*** Data for analysis Section Begins ***

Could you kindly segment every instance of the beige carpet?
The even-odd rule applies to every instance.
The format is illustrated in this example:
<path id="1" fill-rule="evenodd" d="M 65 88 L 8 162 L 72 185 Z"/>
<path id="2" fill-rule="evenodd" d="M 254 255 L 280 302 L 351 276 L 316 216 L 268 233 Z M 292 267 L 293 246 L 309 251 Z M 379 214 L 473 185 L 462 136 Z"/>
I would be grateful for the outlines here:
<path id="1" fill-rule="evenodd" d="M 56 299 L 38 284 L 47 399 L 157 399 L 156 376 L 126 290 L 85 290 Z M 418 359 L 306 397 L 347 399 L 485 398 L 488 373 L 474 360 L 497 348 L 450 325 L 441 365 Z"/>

*** Data for analysis Section Ends ***

Directions for this task: Your task is to quote, without any alteration, the lines running from the top of the records to the line that holds "162 L 72 185", both included.

Exercise response:
Could you kindly segment every instance of the beige carpet?
The even-odd rule applies to every instance.
The format is illustrated in this example:
<path id="1" fill-rule="evenodd" d="M 65 88 L 8 162 L 72 185 Z"/>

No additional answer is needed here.